• **EXERCISE TASKS**
1 > Answer these questions about the text on sentencing and cognitive maturity.
(a) Under Faigman and Geiser's proposal, defendants below what age would the state have to prove to be developmentally mature?
(b) What real-world example is said to show that the association can plausibly reverse?
(c) What two other justifications for leniency toward youth defendants do the authors note?
2 > Copy word for word the part of the text on sentencing and cognitive maturity from "Their proposal is" up to and including "most extreme ages.".

Of course, without data, we cannot confirm that the association between cognitive maturity and adolescence reverses in this way. But, as the real-world low birth-weight example illustrates, it is a plausible state of affairs. We cannot assume that demographic relationships from the general population mimic those in the highly selective population of criminals.
The burden of proof
In the aforementioned paper, Faigman and Geiser suggest that group-level differences in cognitive maturity between adolescents and adults should shift the burden of proof that judges use to sentence different age groups for the same crime. These authors argue that, because developmental psychology and neuroscience has shown a general trend towards greater cognitive maturity with age, judges should presume that any given adolescent found guilty of a crime is less likely to be deserving of harsh punishment than an adult found guilty of that same crime — even though individual factors about specific defendants could undermine these presumptions.
Their proposal is summarized in the table below. Based on statistical facts about general age-related cognitive shifts, the authors propose that the state should have to prove that defendants under 24 are developmentally mature, whereas the defense should have to prove that defendants 24 and over are not developmentally mature. Moreover, the evidentiary standards are strongest for the most extreme ages.
But why should the burden of proof be set by an association found in the general population rather than the population of criminal defendants (or, perhaps, criminal defendants found guilty of the specific crime in question)? As we have seen, these associations need not be similar; in fact, they may reverse. The average adult found guilty of the crime in question could be more cognitively immature than the average adolescent. If scientific studies confirmed this fact, shouldn’t the burden of proof depend on this most specific group-level information that is available?
Importantly, I am not trying to intimate that adolescents deserve harsher punishment or a stricter burden of proof than Faigman and Geiser propose. After all, as the smoking analogy suggests, the typical adolescent found guilty of a crime will be even less cognitively mature than the typical adolescent from the general population, who is himself prone to all the developmental shortcomings that have been scientifically established. Moreover, as the authors convincingly note, there can be other justifications to err on the side of leniency for youth defendants, such as their greater potential for rehabilitation or our greater uncertainty about their developmental trajectory.
Instead, maybe we need to shift the burden of proof for adult defendants to a similar standard as adolescents. The typical adult defendant is probably not developmentally mature for his age group. His judgment and impulsivity may more closely mirror that of a noncriminal adolescent than that of a noncriminal adult. And this cognitive immaturity likely played a role in the decision to commit a crime, which could provide a basis for less retributive punishment.

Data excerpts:

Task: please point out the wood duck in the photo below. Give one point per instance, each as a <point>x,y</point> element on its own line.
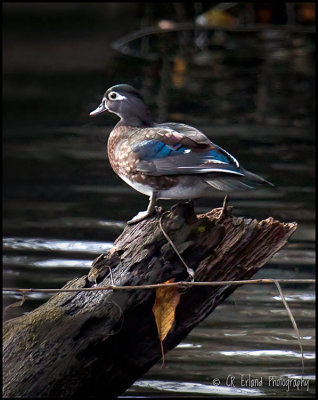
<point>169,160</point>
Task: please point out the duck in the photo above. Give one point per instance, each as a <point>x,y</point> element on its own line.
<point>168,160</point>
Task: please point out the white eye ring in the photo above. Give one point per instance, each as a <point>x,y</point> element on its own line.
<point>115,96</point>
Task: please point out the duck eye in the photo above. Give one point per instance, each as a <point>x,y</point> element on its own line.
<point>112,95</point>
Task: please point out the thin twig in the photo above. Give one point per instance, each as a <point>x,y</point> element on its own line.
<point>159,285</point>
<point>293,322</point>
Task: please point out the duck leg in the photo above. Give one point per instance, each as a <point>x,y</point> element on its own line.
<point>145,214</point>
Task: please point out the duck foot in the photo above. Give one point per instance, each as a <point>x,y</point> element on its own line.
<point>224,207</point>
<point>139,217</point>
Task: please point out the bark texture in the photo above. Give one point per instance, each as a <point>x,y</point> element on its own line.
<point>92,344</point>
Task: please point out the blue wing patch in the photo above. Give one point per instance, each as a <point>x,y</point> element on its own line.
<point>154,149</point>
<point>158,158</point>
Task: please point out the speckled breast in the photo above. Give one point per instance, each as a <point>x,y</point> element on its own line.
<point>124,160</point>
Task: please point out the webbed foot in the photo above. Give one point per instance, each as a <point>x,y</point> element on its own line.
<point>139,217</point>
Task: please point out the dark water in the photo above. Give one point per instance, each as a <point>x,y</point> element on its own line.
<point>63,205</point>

• **SOLVED PROBLEMS**
1 >
(a) Under 24.
(b) The low birth-weight example.
(c) Their greater potential for rehabilitation and our greater uncertainty about their developmental trajectory.

2 >
Their proposal is summarized in the table below. Based on statistical facts about general age-related cognitive shifts, the authors propose that the state should have to prove that defendants under 24 are developmentally mature, whereas the defense should have to prove that defendants 24 and over are not developmentally mature. Moreover, the evidentiary standards are strongest for the most extreme ages.